● Directions for this task: Copy out the listing below word for word, leaving out the pictures.
__________________________________________________
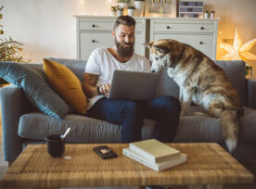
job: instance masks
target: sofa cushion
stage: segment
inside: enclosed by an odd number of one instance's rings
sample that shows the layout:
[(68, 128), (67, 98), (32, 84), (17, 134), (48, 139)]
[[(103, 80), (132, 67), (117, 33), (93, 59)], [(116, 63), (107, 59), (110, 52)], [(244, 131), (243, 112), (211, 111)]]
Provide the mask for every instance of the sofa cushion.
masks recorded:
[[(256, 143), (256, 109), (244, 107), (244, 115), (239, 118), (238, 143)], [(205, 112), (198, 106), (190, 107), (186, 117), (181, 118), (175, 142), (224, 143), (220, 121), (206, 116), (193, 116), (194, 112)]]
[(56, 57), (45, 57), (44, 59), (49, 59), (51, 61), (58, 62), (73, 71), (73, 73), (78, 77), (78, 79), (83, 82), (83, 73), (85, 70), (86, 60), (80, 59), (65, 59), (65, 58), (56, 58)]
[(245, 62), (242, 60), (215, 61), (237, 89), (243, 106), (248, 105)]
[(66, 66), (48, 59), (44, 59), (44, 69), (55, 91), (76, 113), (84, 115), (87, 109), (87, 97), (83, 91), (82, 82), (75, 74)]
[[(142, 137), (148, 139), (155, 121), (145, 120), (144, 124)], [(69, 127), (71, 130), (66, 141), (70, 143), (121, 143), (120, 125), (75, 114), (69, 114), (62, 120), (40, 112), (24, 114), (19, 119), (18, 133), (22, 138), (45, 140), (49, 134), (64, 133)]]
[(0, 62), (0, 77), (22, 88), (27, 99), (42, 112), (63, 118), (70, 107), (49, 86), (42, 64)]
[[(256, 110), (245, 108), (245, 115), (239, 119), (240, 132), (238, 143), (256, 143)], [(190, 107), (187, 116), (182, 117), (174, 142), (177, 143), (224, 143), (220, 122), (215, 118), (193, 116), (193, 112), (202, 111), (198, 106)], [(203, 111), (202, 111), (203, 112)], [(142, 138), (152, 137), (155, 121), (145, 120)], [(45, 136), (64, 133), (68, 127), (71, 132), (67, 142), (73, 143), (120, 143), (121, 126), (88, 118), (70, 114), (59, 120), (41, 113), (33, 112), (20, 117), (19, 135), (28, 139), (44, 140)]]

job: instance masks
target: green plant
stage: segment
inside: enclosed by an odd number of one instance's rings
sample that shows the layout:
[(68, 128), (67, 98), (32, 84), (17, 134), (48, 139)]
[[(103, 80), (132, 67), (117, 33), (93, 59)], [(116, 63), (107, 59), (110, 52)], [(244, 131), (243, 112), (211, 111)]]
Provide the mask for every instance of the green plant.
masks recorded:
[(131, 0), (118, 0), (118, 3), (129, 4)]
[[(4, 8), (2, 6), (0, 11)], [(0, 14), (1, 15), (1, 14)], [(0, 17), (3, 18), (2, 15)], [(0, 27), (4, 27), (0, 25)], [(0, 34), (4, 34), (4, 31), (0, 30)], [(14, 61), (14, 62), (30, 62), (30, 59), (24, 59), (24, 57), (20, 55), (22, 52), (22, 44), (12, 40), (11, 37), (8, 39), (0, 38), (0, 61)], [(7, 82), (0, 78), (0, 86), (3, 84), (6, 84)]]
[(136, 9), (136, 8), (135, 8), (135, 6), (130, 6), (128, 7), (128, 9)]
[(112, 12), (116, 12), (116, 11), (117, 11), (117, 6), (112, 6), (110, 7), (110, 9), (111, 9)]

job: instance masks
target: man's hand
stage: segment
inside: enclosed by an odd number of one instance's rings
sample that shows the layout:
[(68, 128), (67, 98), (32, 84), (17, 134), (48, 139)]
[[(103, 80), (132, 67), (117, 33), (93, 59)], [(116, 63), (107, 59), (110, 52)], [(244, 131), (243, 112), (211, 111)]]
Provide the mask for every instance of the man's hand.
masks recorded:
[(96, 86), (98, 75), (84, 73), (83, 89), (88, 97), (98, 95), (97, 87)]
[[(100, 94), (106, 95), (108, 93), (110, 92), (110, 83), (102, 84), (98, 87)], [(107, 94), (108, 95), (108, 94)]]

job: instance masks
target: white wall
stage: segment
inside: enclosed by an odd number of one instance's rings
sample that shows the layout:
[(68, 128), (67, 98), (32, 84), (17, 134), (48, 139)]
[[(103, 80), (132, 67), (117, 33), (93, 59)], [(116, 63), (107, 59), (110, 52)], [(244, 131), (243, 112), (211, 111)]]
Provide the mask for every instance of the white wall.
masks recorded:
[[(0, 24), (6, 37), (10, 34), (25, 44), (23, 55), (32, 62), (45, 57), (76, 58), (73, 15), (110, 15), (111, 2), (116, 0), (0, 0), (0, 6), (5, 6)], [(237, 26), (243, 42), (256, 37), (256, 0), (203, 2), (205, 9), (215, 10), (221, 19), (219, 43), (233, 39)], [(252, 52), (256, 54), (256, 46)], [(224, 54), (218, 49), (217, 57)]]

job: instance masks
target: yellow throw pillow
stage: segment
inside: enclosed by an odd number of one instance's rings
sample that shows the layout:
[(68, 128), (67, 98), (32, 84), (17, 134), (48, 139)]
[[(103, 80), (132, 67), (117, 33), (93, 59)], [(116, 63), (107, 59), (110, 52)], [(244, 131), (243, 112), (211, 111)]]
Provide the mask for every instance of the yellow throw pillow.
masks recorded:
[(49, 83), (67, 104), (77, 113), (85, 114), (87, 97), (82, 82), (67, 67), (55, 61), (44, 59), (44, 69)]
__________________________________________________
● Solution to this task:
job: instance masks
target: sofa cushion
stage: segment
inside: enclosed by an odd number of one instance's rings
sample that shows the layout:
[(68, 128), (67, 98), (32, 84), (17, 134), (48, 139)]
[[(103, 80), (132, 67), (117, 33), (93, 59)], [(116, 63), (107, 59), (110, 52)], [(244, 131), (243, 112), (211, 111)]]
Provide the mask for every instance of the sofa cushion.
masks recorded:
[[(256, 143), (256, 109), (244, 107), (244, 115), (239, 118), (238, 143)], [(205, 112), (198, 106), (190, 107), (186, 117), (181, 118), (175, 142), (224, 143), (220, 121), (206, 116), (193, 116), (194, 112)]]
[(56, 57), (45, 57), (44, 59), (49, 59), (51, 61), (58, 62), (73, 71), (73, 73), (78, 77), (78, 79), (83, 82), (83, 73), (85, 70), (86, 60), (80, 59), (65, 59), (65, 58), (56, 58)]
[(245, 62), (242, 60), (215, 61), (237, 89), (243, 106), (248, 105)]
[(66, 66), (48, 59), (44, 59), (44, 69), (55, 91), (76, 113), (84, 115), (87, 109), (87, 97), (83, 91), (82, 82), (75, 74)]
[[(142, 137), (148, 139), (155, 121), (145, 120), (144, 124)], [(69, 127), (71, 130), (66, 141), (70, 143), (121, 143), (120, 125), (75, 114), (69, 114), (62, 120), (40, 112), (24, 114), (19, 119), (18, 133), (22, 138), (45, 140), (49, 134), (64, 133)]]
[(0, 62), (0, 77), (22, 88), (27, 99), (42, 112), (63, 118), (70, 107), (49, 86), (42, 64)]
[[(256, 110), (245, 108), (245, 115), (239, 119), (240, 132), (238, 143), (256, 143)], [(190, 107), (187, 116), (182, 117), (174, 142), (177, 143), (224, 143), (220, 122), (215, 118), (193, 116), (193, 112), (202, 111), (198, 106)], [(203, 111), (202, 111), (203, 112)], [(142, 138), (152, 137), (155, 121), (145, 120)], [(45, 136), (64, 133), (68, 127), (71, 132), (67, 142), (73, 143), (120, 143), (121, 126), (88, 118), (70, 114), (59, 120), (41, 113), (33, 112), (20, 117), (19, 135), (28, 139), (44, 140)]]

job: instance masks
target: green plant
stage: segment
inside: enclosed by an odd number of one instance's rings
sample that shows the layout:
[(68, 128), (67, 98), (32, 84), (17, 134), (48, 139)]
[[(103, 80), (132, 67), (117, 33), (93, 59)], [(116, 63), (107, 59), (110, 52)], [(244, 131), (243, 112), (211, 111)]]
Provide the mask for every instance of the green plant.
masks recorded:
[(131, 0), (118, 0), (118, 3), (129, 4)]
[[(4, 8), (2, 6), (0, 11)], [(0, 14), (1, 15), (1, 14)], [(0, 17), (3, 18), (2, 15)], [(0, 27), (4, 27), (0, 25)], [(0, 34), (4, 34), (4, 31), (0, 30)], [(14, 61), (14, 62), (30, 62), (30, 59), (24, 59), (24, 57), (20, 55), (22, 52), (22, 44), (12, 40), (11, 37), (8, 39), (0, 38), (0, 61)], [(7, 82), (0, 78), (0, 86), (3, 84), (6, 84)]]
[(136, 9), (136, 8), (135, 8), (135, 6), (130, 6), (128, 7), (128, 9)]
[(112, 12), (116, 12), (116, 11), (117, 11), (117, 6), (112, 6), (110, 7), (110, 9), (111, 9)]

job: instance masks
target: man's hand
stage: segment
inside: enclosed by an odd number of one instance's rings
sample that shows the layout:
[(68, 128), (67, 98), (32, 84), (17, 134), (48, 139)]
[[(103, 80), (132, 67), (117, 33), (93, 59)], [(116, 63), (107, 59), (110, 52)], [(244, 131), (243, 112), (211, 111)]]
Provide the mask for every instance of the man's hand.
masks recorded:
[(96, 86), (98, 75), (84, 73), (83, 89), (88, 97), (98, 95), (97, 87)]
[[(100, 94), (106, 95), (108, 93), (110, 92), (110, 83), (102, 84), (98, 87)], [(107, 94), (108, 95), (108, 94)]]

job: instance masks
target: white wall
stage: segment
inside: enclosed by an odd number of one instance's rings
sample that shows the layout:
[(68, 128), (67, 98), (32, 84), (17, 134), (48, 139)]
[[(103, 80), (132, 67), (117, 33), (93, 59)], [(116, 63), (107, 59), (110, 52)], [(244, 131), (243, 112), (211, 111)]]
Provide the mask for every instance of the white wall.
masks recorded:
[[(0, 24), (6, 37), (10, 34), (25, 44), (23, 55), (32, 62), (45, 57), (76, 58), (73, 15), (110, 15), (111, 2), (116, 0), (0, 0), (0, 6), (5, 6)], [(237, 26), (243, 42), (256, 37), (256, 0), (203, 2), (205, 9), (215, 10), (221, 19), (219, 43), (233, 39)], [(252, 52), (256, 54), (256, 46)], [(224, 54), (218, 49), (217, 57)]]

job: instance masks
target: yellow throw pillow
stage: segment
inside: enclosed by an odd number of one instance's rings
sample that shows the layout:
[(68, 128), (67, 98), (32, 84), (17, 134), (48, 139)]
[[(103, 80), (132, 67), (117, 33), (93, 59)], [(116, 63), (107, 59), (110, 52)], [(244, 131), (243, 112), (211, 111)]]
Provide the mask for every instance of the yellow throw pillow.
masks recorded:
[(49, 83), (67, 104), (77, 113), (85, 114), (87, 97), (82, 82), (67, 67), (55, 61), (44, 59), (44, 69)]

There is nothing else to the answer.